(STATED EXERCISE): Resume the forum thread about the PRINCESS VII's arrival at Port Hueneme, starting right after its last line.

# Vessel PRINCESS VII - ETA Port Hueneme July 7th



## calimarc (Jul 9, 2008)

Picked up my car yesterday and been having fun since. Dealer, I learned, still has some of my options to install. My Nisan 350z has been kicked out of the garage and been replaced with the BMW Got the Sirius Radio going, registered with BMW Assist and learned how to pair the cell phones. I have much to learn about all the features and how to use them!! Pics to come....


----------



## cbrown5294 (Jun 6, 2008)

Picked mine up yesterday....it was 2mos to the day (May26th) that I picked it up in Munich.


----------



## JimCruickshank (Jun 29, 2008)

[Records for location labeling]
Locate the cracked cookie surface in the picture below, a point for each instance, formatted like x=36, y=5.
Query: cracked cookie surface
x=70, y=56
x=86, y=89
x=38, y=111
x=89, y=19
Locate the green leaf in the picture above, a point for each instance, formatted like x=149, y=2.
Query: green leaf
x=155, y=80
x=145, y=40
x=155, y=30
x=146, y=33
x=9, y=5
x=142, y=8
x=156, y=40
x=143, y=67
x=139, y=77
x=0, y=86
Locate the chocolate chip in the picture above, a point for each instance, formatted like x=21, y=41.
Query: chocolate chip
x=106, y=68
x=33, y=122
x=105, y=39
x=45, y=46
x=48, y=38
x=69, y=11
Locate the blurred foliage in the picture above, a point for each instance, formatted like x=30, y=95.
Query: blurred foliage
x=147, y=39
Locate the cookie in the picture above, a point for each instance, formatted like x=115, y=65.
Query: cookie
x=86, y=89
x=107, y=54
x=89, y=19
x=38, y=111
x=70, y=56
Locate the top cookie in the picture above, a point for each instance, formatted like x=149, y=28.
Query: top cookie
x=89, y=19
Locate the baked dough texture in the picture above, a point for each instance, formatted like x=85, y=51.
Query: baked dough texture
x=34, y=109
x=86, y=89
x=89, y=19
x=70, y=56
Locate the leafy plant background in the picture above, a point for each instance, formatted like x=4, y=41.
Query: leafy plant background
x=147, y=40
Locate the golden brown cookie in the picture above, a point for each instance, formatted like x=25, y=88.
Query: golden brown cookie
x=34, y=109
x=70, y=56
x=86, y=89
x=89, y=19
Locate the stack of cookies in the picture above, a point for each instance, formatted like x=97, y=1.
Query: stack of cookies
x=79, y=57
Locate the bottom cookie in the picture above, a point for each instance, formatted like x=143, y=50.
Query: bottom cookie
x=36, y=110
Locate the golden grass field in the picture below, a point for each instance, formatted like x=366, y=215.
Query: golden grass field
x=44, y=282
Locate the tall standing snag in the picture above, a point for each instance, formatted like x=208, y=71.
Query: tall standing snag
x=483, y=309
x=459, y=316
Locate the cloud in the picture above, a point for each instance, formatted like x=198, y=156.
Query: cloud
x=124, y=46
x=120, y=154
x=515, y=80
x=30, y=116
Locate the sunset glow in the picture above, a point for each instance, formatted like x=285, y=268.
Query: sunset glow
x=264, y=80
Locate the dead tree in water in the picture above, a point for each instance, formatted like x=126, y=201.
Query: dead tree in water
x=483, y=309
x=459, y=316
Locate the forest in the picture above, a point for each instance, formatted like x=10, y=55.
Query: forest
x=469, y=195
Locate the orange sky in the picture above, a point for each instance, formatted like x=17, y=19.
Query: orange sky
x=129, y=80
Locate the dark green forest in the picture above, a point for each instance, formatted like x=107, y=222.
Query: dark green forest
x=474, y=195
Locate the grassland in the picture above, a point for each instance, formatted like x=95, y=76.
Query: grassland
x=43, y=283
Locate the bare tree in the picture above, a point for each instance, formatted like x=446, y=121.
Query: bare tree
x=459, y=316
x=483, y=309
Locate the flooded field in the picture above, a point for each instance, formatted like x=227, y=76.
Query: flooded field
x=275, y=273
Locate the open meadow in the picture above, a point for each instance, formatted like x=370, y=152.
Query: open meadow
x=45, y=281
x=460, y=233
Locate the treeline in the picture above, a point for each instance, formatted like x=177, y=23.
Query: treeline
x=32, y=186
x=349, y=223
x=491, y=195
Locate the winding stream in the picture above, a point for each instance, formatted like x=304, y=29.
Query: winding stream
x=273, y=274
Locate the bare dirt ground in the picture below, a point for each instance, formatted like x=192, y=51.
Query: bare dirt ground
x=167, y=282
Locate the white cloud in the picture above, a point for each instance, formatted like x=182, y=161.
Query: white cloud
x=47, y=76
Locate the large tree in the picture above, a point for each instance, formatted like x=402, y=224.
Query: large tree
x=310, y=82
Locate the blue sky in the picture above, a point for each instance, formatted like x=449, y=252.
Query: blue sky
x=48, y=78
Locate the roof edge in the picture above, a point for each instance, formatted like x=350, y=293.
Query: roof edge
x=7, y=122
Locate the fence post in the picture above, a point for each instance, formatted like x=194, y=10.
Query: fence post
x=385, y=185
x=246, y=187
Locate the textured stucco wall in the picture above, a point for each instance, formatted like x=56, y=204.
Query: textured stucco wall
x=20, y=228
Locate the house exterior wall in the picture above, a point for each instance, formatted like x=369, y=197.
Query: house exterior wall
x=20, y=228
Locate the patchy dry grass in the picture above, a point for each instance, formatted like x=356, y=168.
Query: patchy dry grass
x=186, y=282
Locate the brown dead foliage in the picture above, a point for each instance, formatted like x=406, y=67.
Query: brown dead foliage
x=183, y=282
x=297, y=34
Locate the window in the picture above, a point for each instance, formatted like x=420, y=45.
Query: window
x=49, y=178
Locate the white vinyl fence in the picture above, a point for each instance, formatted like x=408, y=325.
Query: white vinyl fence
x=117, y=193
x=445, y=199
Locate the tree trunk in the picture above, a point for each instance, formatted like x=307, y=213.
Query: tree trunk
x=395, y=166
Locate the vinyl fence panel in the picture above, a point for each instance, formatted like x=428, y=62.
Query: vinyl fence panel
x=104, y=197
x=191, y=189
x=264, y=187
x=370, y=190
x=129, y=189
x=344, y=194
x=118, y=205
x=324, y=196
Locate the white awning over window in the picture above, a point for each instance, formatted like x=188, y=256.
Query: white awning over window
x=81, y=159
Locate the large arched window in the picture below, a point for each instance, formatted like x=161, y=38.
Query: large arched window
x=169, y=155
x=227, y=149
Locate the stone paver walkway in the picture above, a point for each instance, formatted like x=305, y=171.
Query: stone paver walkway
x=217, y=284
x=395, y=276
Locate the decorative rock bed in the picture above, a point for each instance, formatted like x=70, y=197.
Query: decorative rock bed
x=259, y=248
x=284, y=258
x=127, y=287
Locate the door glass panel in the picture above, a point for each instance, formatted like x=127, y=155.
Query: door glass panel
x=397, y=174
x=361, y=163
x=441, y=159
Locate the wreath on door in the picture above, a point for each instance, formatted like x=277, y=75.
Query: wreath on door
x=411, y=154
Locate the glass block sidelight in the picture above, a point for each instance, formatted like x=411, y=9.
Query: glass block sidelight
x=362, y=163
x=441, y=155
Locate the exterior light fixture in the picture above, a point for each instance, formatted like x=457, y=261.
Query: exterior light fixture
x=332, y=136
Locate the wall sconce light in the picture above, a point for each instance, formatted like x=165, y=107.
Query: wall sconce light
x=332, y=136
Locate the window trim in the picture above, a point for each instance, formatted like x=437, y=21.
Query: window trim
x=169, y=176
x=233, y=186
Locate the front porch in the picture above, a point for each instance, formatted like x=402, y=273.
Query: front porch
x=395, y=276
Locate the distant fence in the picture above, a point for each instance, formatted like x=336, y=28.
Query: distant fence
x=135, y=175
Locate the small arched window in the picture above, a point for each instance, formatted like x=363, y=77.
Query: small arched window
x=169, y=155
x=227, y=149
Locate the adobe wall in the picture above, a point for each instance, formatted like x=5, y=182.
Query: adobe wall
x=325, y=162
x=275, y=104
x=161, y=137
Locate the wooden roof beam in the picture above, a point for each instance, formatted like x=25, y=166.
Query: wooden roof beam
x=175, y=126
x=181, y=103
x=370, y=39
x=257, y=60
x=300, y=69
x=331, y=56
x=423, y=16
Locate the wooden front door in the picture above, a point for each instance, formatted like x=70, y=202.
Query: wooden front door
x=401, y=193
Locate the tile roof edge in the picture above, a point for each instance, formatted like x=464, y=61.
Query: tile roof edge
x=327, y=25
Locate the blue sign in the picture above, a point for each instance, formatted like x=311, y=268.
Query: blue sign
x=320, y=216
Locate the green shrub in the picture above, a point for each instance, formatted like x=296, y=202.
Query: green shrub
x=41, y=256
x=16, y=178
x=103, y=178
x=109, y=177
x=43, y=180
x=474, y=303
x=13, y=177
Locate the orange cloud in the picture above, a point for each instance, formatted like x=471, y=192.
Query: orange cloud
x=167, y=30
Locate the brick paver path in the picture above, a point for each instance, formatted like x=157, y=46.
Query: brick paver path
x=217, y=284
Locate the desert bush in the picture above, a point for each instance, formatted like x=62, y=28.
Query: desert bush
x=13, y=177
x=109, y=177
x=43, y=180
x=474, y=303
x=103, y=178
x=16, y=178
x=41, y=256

(ANSWER TO THIS TASK):
I picked up my 535xi from Ralph Schomp BMW in Denver on Friday. It had a full tank of gas and was spotless. My rep John spent about 2 hours with us going over every button and feature on the car. He even helped us link the phone to the car and register the BMW Assist. We left the dealership and drove right into bumper to bumper rush hour traffic. I wanted to get out on the open road. We only live about 10 miles from the dealership, but had 70 miles on her before we decided to head for home. What a pleasure to drive. I love the rumble when you get into wide open throttle. I hope everyone is enjoying their new cars. I certainly am!!! Take care and drive safely.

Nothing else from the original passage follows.